» **AIM**
Render the lines below as a JSON list of strings, one string per line, omitting blank lines.

--- BEGIN DATASET CONTENT ---

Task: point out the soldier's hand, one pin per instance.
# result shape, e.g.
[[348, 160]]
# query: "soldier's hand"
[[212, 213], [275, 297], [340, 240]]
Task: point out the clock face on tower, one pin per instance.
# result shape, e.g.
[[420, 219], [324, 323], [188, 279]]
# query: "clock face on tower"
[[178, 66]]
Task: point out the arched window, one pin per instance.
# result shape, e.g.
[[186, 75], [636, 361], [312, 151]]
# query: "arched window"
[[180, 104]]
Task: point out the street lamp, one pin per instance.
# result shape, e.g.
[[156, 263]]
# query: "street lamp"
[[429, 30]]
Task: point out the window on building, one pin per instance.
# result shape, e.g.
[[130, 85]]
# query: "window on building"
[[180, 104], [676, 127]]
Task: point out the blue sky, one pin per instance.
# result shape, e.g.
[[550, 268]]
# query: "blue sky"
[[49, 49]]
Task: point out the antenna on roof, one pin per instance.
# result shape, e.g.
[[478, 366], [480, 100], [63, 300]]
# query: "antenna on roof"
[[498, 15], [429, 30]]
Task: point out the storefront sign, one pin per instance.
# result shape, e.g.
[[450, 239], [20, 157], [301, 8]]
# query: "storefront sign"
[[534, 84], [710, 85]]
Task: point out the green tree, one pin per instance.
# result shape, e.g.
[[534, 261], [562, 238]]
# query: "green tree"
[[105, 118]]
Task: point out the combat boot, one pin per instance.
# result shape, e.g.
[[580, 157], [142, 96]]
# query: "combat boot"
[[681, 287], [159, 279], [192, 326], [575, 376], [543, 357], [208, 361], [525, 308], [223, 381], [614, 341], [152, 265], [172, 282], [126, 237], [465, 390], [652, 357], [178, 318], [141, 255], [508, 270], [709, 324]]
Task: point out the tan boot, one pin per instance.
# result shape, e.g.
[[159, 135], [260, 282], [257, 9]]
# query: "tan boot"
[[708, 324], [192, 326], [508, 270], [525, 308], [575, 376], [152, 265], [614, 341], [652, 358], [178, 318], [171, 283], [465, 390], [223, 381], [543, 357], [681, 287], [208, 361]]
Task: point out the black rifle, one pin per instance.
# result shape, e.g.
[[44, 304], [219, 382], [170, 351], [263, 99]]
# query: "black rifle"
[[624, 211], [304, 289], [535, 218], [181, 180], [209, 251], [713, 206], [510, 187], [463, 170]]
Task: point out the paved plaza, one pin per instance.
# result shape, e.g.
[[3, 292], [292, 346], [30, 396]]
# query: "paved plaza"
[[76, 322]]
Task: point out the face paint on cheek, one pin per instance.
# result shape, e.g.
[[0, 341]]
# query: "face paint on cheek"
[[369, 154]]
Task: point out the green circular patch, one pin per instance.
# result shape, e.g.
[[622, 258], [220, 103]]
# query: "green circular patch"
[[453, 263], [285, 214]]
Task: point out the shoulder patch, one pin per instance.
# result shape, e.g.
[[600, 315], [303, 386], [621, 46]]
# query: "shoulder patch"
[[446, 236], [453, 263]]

--- END DATASET CONTENT ---

» **RESPONSE**
[
  "Task: point out the soldier's hand, one pin per instance.",
  "# result shape, e.g.",
  "[[348, 160]]",
  "# query: \"soldier's hand\"",
  "[[212, 213], [275, 297], [340, 240]]",
  "Task: point out the clock face on tower, one pin per instance.",
  "# result shape, e.g.",
  "[[420, 219], [324, 323], [188, 279]]",
  "# query: \"clock face on tower\"",
  "[[178, 66]]",
  "Task: point out the arched window, one pin per instance.",
  "# result shape, e.g.",
  "[[186, 75], [636, 361], [312, 151]]",
  "# query: \"arched window\"",
  "[[180, 104]]",
  "Task: point out the street lamp, one pin per instance.",
  "# result shape, e.g.",
  "[[156, 263]]",
  "# query: \"street lamp\"",
  "[[429, 30]]",
  "Task: point out the window on building, one pin per instance.",
  "# result shape, e.g.",
  "[[130, 85]]",
  "# query: \"window on building\"",
  "[[180, 104], [676, 127]]",
  "Task: point out the blue sky, one pin per instance.",
  "# result shape, e.g.",
  "[[550, 268]]",
  "# query: \"blue sky\"",
  "[[49, 49]]",
  "Task: point out the antenna on roof, one pin per instance.",
  "# result shape, e.g.",
  "[[478, 366], [480, 100], [63, 300]]",
  "# query: \"antenna on roof\"",
  "[[498, 15], [429, 30]]",
  "Task: point out the storefront sign, one pin per instance.",
  "# result shape, e.g.",
  "[[450, 239], [20, 157], [301, 8]]",
  "# query: \"storefront sign\"",
  "[[534, 84], [710, 85]]",
  "Task: point out the green tree, one pin per instance.",
  "# result shape, e.g.",
  "[[534, 261], [562, 238]]",
  "# query: \"green tree\"",
  "[[105, 118]]",
  "Task: point out the combat boot, one pin per instance.",
  "# result shape, e.g.",
  "[[580, 157], [142, 96]]",
  "# query: \"combat boot\"",
  "[[681, 287], [159, 279], [192, 326], [575, 376], [543, 357], [208, 361], [525, 308], [223, 381], [614, 341], [152, 265], [172, 282], [126, 237], [465, 390], [652, 357], [178, 318], [141, 255], [508, 270], [709, 324]]",
  "Task: point out the tan boot, one pin per instance.",
  "# result shape, e.g.",
  "[[159, 135], [260, 282], [257, 9]]",
  "# query: \"tan boot\"",
  "[[708, 324], [192, 326], [508, 270], [525, 308], [575, 376], [152, 265], [614, 341], [652, 358], [178, 318], [171, 283], [465, 390], [223, 381], [543, 357], [681, 287], [208, 361]]",
  "Task: point out the black rifle, one pin per instance.",
  "# result shape, e.g.",
  "[[44, 304], [219, 382], [170, 351], [263, 99]]",
  "# query: \"black rifle\"",
  "[[624, 211], [304, 289], [535, 218], [181, 180], [209, 251], [713, 206], [510, 187], [463, 170]]",
  "Task: point out the paved plaza, one pin per instance.",
  "# result shape, e.g.",
  "[[3, 292], [292, 346], [30, 396]]",
  "# query: \"paved plaza\"",
  "[[76, 322]]",
  "Task: point out the face paint on cheek, one pin per instance.",
  "# result shape, e.g.",
  "[[0, 341]]",
  "# query: \"face paint on cheek\"",
  "[[369, 154]]",
  "Task: point out the green circular patch, one pin per instance.",
  "# result shape, e.g.",
  "[[622, 258], [220, 103]]",
  "# query: \"green circular patch\"",
  "[[453, 263], [285, 214]]",
  "Task: point out the shoulder patch, one pin per instance.",
  "# result shape, e.g.",
  "[[600, 315], [303, 386], [621, 46]]",
  "# query: \"shoulder patch\"",
  "[[446, 236], [453, 263]]"
]